# [Your objective]
Reproduce the data below verbatim from the line containing "Q: Locate the white sky" through its final line, and produce nothing more.

** start of Record set **

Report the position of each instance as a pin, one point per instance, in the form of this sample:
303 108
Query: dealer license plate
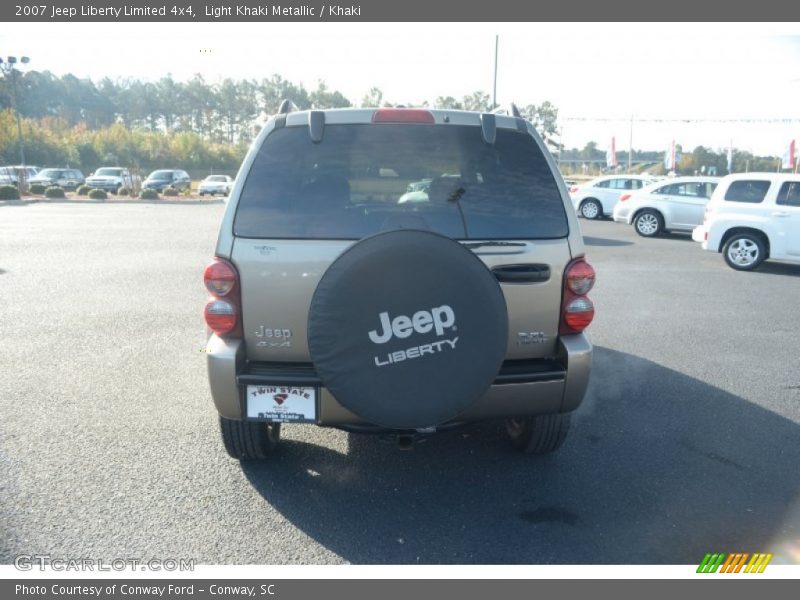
282 403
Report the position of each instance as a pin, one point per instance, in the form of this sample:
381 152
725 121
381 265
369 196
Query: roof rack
511 109
286 107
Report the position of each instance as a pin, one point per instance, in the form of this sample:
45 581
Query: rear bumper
700 234
621 214
108 186
522 388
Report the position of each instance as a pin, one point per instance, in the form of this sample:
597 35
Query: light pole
8 67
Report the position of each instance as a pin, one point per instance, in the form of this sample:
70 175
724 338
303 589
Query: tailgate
279 278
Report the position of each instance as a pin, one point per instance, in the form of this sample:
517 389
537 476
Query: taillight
402 115
223 309
577 310
219 277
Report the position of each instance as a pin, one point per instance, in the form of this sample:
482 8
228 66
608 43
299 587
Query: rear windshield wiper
473 245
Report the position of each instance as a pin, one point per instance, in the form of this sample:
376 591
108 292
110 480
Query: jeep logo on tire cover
422 322
407 329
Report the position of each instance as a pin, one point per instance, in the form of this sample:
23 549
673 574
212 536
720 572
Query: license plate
282 403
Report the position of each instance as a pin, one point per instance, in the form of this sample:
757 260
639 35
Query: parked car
111 179
10 175
752 217
676 204
163 178
597 198
69 179
333 304
216 184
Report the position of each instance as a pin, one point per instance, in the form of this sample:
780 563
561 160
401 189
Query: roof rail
511 110
287 106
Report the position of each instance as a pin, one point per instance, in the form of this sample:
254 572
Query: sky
600 76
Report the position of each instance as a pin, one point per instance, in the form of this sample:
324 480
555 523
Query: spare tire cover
407 329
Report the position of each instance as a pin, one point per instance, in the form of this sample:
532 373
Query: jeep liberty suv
335 303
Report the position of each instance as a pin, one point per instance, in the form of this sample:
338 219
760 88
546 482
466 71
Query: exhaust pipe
405 442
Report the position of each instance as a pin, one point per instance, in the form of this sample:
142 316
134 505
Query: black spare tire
407 329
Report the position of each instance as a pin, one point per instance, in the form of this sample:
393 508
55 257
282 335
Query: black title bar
397 10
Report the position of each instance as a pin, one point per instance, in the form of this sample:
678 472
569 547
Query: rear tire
591 209
538 435
744 251
249 440
648 223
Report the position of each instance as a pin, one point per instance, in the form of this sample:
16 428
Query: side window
750 191
618 184
789 194
666 189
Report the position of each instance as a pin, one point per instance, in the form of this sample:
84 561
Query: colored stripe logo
738 562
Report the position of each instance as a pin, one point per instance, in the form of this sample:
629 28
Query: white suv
752 217
598 197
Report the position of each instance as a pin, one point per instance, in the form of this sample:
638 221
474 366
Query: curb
26 201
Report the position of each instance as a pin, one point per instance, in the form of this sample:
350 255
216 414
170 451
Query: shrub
9 192
54 192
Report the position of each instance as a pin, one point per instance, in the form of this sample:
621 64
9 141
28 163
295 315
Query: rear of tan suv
401 271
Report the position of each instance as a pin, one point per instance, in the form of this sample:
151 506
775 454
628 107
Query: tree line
192 124
701 160
202 126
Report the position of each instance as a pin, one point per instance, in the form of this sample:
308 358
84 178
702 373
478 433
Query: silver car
332 302
216 184
675 204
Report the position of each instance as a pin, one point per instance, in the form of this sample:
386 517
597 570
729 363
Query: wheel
538 435
249 440
591 209
648 223
744 251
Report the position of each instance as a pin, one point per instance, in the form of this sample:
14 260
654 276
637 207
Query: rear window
789 194
750 191
362 179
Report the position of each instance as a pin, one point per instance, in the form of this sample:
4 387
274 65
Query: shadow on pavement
594 241
772 268
658 468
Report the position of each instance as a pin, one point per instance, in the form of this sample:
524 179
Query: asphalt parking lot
688 441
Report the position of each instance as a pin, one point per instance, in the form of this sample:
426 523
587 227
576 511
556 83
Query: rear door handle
525 273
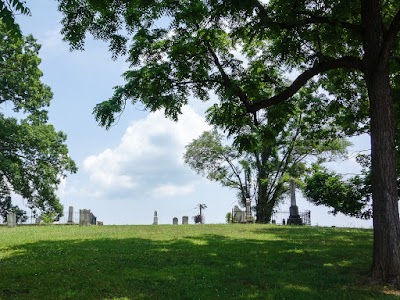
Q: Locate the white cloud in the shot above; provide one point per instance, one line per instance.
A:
(147, 160)
(171, 190)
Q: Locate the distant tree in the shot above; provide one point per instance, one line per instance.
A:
(265, 152)
(349, 48)
(6, 207)
(33, 156)
(350, 196)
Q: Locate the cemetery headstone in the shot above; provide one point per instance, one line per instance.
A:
(238, 215)
(155, 220)
(294, 217)
(70, 215)
(248, 210)
(84, 217)
(11, 219)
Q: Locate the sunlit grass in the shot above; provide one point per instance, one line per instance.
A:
(186, 262)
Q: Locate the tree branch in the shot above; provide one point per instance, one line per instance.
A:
(311, 19)
(346, 62)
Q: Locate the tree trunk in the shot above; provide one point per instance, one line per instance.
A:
(386, 248)
(386, 251)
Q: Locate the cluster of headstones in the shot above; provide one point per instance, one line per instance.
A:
(11, 219)
(185, 219)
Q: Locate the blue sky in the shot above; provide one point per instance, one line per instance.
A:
(136, 167)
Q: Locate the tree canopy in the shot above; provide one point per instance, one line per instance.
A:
(239, 49)
(33, 155)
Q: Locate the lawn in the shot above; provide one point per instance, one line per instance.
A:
(186, 262)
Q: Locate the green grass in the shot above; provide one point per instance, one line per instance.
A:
(186, 262)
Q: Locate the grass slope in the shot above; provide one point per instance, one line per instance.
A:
(186, 262)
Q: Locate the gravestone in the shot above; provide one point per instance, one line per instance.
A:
(238, 215)
(248, 210)
(85, 217)
(294, 217)
(155, 220)
(11, 219)
(70, 215)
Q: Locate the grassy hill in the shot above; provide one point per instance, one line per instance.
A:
(187, 262)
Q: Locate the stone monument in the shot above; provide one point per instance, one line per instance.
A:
(84, 217)
(294, 217)
(70, 215)
(155, 220)
(248, 210)
(11, 219)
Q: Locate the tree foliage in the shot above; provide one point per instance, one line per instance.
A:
(8, 9)
(263, 155)
(238, 48)
(33, 155)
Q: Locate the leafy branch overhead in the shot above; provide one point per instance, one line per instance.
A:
(244, 52)
(33, 155)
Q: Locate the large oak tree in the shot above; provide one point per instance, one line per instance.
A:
(178, 48)
(33, 155)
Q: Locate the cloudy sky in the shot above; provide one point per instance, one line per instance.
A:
(136, 166)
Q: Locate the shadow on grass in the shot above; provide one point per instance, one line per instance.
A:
(198, 267)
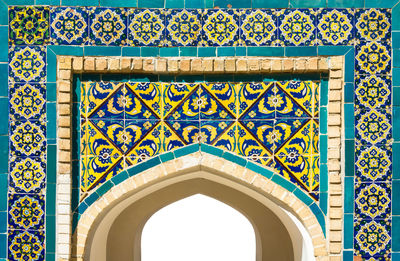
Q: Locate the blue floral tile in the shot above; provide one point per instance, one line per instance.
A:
(146, 27)
(297, 27)
(373, 58)
(27, 101)
(373, 24)
(26, 211)
(183, 27)
(258, 27)
(335, 26)
(27, 175)
(373, 127)
(26, 245)
(372, 237)
(27, 138)
(108, 26)
(373, 92)
(69, 25)
(373, 163)
(220, 27)
(27, 64)
(28, 25)
(372, 200)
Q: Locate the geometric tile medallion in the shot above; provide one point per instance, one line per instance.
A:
(275, 124)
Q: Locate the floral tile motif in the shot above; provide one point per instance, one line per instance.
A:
(27, 101)
(372, 237)
(373, 163)
(373, 127)
(28, 25)
(373, 58)
(147, 27)
(373, 92)
(26, 245)
(372, 200)
(297, 27)
(27, 138)
(373, 24)
(26, 211)
(108, 26)
(69, 26)
(27, 64)
(335, 26)
(183, 27)
(27, 175)
(220, 27)
(258, 27)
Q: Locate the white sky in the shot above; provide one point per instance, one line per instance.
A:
(198, 228)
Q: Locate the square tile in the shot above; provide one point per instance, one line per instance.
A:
(183, 27)
(26, 211)
(373, 127)
(372, 237)
(27, 138)
(146, 27)
(27, 101)
(373, 200)
(220, 27)
(27, 64)
(258, 27)
(373, 24)
(27, 175)
(335, 26)
(297, 27)
(373, 92)
(373, 163)
(373, 58)
(26, 245)
(28, 25)
(69, 25)
(108, 26)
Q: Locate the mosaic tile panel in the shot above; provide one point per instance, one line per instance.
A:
(120, 122)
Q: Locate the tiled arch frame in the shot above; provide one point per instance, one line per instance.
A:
(328, 245)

** end of Record set **

# [Answer to the task]
Q: Locate the white sky in the shot above; provide one point per instance, one line per instance.
A:
(198, 228)
Q: Locate the square tile in the shot above; provide one point per instance, one line per instance.
A:
(183, 27)
(26, 211)
(373, 127)
(372, 237)
(27, 138)
(146, 27)
(27, 101)
(373, 200)
(220, 27)
(27, 64)
(258, 27)
(373, 24)
(27, 175)
(335, 26)
(297, 27)
(373, 92)
(373, 163)
(373, 58)
(26, 245)
(28, 25)
(69, 25)
(108, 26)
Q: Locate the mosaic tile panel in the shot above; provide one point per instance, one line per instance.
A:
(120, 122)
Q: Locate the tiled arch frame in the shot above; provide one point per instance, one line per instance.
A:
(328, 245)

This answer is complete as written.